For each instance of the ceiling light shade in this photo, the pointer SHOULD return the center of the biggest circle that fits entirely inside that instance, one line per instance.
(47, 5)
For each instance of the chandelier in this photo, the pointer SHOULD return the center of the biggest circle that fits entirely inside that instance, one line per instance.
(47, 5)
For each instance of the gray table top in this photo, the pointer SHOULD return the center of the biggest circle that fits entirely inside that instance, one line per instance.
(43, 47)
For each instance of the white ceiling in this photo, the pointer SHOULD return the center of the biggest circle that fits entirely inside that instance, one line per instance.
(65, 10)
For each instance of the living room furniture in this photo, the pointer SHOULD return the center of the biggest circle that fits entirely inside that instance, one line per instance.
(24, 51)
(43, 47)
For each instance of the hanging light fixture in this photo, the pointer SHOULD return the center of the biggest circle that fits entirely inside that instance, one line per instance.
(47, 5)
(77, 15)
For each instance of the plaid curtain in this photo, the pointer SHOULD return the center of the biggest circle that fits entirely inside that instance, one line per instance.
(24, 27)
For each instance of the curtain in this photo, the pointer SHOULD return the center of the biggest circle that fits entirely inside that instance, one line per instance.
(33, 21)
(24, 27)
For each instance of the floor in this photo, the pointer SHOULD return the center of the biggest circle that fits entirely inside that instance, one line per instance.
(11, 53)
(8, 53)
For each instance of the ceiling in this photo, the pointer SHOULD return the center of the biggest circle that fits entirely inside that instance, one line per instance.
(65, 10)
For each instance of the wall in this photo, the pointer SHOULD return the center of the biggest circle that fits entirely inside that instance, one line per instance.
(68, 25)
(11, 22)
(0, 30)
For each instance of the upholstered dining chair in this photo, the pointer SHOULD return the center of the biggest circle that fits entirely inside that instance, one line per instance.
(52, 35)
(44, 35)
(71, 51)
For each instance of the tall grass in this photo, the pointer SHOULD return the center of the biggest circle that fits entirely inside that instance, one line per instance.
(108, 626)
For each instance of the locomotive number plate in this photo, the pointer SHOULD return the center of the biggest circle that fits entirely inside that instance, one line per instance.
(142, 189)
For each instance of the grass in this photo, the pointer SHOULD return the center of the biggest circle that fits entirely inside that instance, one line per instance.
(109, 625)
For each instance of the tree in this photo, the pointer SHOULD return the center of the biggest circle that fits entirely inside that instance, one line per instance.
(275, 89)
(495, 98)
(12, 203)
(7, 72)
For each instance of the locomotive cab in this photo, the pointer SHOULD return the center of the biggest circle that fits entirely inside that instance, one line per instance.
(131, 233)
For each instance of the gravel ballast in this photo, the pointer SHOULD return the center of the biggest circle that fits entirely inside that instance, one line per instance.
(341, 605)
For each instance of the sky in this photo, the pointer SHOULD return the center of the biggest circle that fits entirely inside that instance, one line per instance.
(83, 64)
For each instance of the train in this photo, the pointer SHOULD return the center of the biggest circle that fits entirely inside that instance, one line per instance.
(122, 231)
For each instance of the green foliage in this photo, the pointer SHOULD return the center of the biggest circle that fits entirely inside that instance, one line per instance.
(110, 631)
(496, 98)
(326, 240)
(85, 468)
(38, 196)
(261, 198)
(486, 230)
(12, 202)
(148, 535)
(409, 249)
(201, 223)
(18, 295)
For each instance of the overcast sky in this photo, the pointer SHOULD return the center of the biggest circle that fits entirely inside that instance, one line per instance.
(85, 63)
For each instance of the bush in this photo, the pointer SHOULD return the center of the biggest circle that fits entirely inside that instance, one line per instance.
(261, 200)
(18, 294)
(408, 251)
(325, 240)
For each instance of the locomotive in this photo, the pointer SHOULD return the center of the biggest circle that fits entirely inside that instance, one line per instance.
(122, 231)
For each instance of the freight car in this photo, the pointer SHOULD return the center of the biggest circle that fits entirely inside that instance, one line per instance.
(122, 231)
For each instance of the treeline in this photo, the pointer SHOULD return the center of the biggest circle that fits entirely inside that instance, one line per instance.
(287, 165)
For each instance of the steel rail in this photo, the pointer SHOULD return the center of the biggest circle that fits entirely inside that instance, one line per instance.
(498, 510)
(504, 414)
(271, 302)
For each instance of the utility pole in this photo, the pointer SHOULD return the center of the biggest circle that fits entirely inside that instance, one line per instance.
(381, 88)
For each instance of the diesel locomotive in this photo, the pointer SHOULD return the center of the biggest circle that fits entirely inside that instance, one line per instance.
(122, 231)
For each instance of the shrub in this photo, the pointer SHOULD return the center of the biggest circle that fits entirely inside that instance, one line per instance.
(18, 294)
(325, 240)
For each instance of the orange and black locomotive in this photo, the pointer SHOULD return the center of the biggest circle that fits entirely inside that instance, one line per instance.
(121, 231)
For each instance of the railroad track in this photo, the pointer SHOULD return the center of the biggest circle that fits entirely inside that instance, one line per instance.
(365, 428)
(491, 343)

============================================================

PROBLEM DESCRIPTION>
Exactly as written, restate every line of the listing above.

SOLUTION TO THIS PROBLEM>
For each instance of the ceiling light shade in this photo, the pointer SHOULD return the center of the biggest circle that fits entirely inside that instance, one line per instance.
(47, 5)
For each instance of the chandelier in this photo, the pointer SHOULD return the center of the biggest circle that fits entirely inside that instance, one line per instance.
(47, 5)
For each instance of the gray table top in this photo, the pointer SHOULD return the center of the biggest circle that fits entirely inside that instance, one line per instance.
(43, 47)
For each instance of the white ceiling in this photo, the pointer SHOULD return the center of the biggest circle that fits entirely inside that instance, one line per instance.
(65, 10)
For each instance of the living room furniture in this photo, the pointer SHOULD return the center of the biggest circle that fits entirely inside that instance, one line per instance.
(24, 51)
(43, 47)
For each instance of the hanging light fixture in this photo, the pointer SHOULD return the center of the biggest circle that fits entirely inside that instance, one line per instance.
(47, 5)
(77, 15)
For each instance of the plaid curtain in this photo, the pointer SHOULD return the center of the biggest circle that fits entirely inside that instance, one line per instance.
(24, 27)
For each instance of the curtain in this photo, the pointer SHOULD return the center of the biggest circle that fits entirely inside that instance, one line per instance.
(33, 21)
(24, 27)
For each instance of the floor in this photo, the pointer SHOULD return the center of the biggest circle that fits entirely inside that instance, one line per instance.
(11, 53)
(8, 53)
For each instance of the ceiling in this photo, the pointer SHOULD return the center of the biggest circle that fits entirely inside that instance, one line per instance.
(65, 10)
For each instance of the wall in this photo, the pointer SHOULD return the center of the biggest circle that fits entirely inside that instance, one line per instance.
(68, 25)
(11, 22)
(0, 30)
For each instance of the upholstered dining chair in this photo, the pointer SHOULD return the center of the biggest circle that fits entirely inside that instance, one line per instance.
(52, 35)
(44, 35)
(71, 51)
For each instance of the tall grass in this photo, the pointer SHOULD return the center of the biggest circle that fits entirely inside that instance, one line per instance.
(108, 626)
For each instance of the locomotive number plate in this photo, the pointer SHOULD return the center of the biggest circle that fits entirely inside that instance, one line per instance.
(142, 189)
For each instance of the grass in this photo, the pointer SHOULD return the center of the biggest circle that fits entirely inside that instance, one line per instance.
(109, 625)
For each instance of the tree in this photo, the pointer SHOULD return the center of the biggest circle that fits entirely inside that instance, one line per instance.
(275, 89)
(495, 98)
(12, 203)
(7, 72)
For each instance of the locomotive cab in this photo, the pointer SHOULD return the center of the biggest circle that fits entirely inside that instance, one line per instance.
(131, 233)
For each instance of the gravel ballast in this photo, the pointer SHOULD return the center of the biggest circle that fits entirely inside that instance, one line per instance.
(341, 605)
For each instance of the sky in this photo, the pointer SHOULD return the center of the biggest circle that fits entirely inside that instance, one line per instance.
(83, 64)
For each instance of the train in this photo, the pointer SHOULD return the center of the biggest circle that fits entirely inside that instance, one line per instance.
(122, 231)
For each instance of the green foliage in this photo, the pointer SHOULD return the center of the biggest circle that fits entirely inside that instance, one line per instance.
(110, 631)
(496, 98)
(326, 240)
(85, 468)
(38, 196)
(261, 198)
(486, 230)
(12, 202)
(148, 535)
(409, 249)
(201, 223)
(18, 295)
For each instance of the overcast sky in this photo, the pointer SHOULD return the center of the biggest circle that fits entirely inside that instance, one line per instance.
(85, 63)
For each instance of the bush in this photo, the pointer SHOULD return the center of the biggest circle that fits entirely inside that instance, one line per instance.
(261, 200)
(18, 294)
(408, 251)
(325, 240)
For each instance of the locomotive in this photo, the pointer SHOULD return the center of the biggest circle that fits entirely inside that instance, one line per instance.
(122, 231)
For each instance of the freight car in this photo, the pointer SHOULD return the center of the biggest circle that fits entirely inside that instance, one line per instance.
(122, 231)
For each instance of the treeline in this photo, the pointer SHOULD return the center of the biggest circle that fits entirely inside that instance, one line per instance.
(287, 165)
For each instance of the steel rail in this photo, the pointer SHOULD return the center of the biggest circle that fits entirely inside that instance, one line per instance.
(498, 510)
(504, 414)
(271, 302)
For each instance of the utility pole in this photo, the pointer SHOULD return the center of the biggest circle that fits entirely inside that instance, one line per instance.
(381, 88)
For each instance of the diesel locomotive in this photo, the pointer SHOULD return the center of the biggest circle that fits entirely inside that instance, one line per instance.
(122, 231)
For each instance of the shrub in this photo, the pointer SHOULD return the center of the biggest circle that fits entirely inside that instance, one line per instance.
(18, 294)
(325, 240)
For each instance of the orange and black locomotive in this photo, the pointer SHOULD return the center of the biggest circle that fits entirely inside that instance, one line per instance.
(121, 231)
For each instance of the railroad track in this photo, the pointer SHOULD return the center of the biggest circle that fits entirely inside that instance, one line per instance.
(365, 428)
(491, 343)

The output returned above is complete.